Stored data
▽
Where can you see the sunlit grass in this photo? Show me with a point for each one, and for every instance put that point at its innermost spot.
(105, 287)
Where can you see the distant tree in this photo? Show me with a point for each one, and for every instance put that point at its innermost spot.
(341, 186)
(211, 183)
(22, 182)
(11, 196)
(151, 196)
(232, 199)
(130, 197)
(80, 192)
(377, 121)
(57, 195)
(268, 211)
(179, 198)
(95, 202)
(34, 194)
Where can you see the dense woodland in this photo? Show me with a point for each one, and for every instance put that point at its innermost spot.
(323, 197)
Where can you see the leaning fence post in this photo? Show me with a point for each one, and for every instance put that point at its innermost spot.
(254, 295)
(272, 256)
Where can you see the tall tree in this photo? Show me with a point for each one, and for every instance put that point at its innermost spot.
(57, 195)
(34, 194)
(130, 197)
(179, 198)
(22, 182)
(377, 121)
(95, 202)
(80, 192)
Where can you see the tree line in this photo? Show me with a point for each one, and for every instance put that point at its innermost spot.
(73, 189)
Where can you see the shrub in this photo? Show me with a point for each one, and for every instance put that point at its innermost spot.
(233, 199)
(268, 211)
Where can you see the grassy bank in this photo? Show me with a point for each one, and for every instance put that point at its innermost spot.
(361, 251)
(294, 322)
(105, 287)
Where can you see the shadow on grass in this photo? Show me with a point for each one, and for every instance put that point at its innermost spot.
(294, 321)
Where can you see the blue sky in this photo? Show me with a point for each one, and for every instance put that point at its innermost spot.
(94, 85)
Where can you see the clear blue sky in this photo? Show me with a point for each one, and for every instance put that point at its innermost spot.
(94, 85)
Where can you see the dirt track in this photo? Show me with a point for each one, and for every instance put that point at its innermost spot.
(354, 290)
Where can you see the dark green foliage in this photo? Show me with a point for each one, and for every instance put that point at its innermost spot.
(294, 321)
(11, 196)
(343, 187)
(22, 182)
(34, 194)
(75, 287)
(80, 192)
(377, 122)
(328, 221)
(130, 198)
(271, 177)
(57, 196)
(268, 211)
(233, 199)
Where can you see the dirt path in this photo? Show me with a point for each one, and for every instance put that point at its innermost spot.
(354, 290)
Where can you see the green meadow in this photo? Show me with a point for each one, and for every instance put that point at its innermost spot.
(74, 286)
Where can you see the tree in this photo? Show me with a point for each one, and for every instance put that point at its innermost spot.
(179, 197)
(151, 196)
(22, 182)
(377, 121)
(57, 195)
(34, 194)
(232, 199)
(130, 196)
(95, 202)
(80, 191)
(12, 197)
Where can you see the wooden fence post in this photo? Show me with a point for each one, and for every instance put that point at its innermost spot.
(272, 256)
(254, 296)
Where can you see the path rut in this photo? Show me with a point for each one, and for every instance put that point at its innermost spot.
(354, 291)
△
■ TRY IT ■
Exactly and only the lines from the line containing "Where can you see the wooden" through the final line of the records above must be returned.

■ PROBLEM SOLUTION ■
Where can you see the wooden fence post in this photo? Show me with a point for each one, and for every instance put that point at its innermost spot.
(272, 256)
(254, 296)
Where can you see the path rut in this photo? Show me with a point for each one, and for every instance put that point at its innermost spot.
(354, 291)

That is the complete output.